(Records from a data collection)
◆ ◆ ◆ ◆ ◆ ◆ ◆

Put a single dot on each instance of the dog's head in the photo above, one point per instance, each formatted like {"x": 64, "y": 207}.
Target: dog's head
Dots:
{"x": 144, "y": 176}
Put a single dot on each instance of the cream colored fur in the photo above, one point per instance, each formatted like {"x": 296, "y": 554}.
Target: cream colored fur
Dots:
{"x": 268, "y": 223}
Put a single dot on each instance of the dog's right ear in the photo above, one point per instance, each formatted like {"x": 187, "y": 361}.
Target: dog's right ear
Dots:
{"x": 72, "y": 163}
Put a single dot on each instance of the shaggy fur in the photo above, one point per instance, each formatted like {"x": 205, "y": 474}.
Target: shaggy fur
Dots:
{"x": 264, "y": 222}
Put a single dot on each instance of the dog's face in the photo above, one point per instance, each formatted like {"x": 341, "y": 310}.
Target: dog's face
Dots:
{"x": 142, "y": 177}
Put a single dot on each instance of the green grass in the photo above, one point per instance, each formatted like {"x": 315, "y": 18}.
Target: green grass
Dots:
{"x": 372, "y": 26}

◆ ◆ ◆ ◆ ◆ ◆ ◆

_Task description_
Among the lines above, count those containing the string "colored"; please give the count alone.

_Output for this task_
2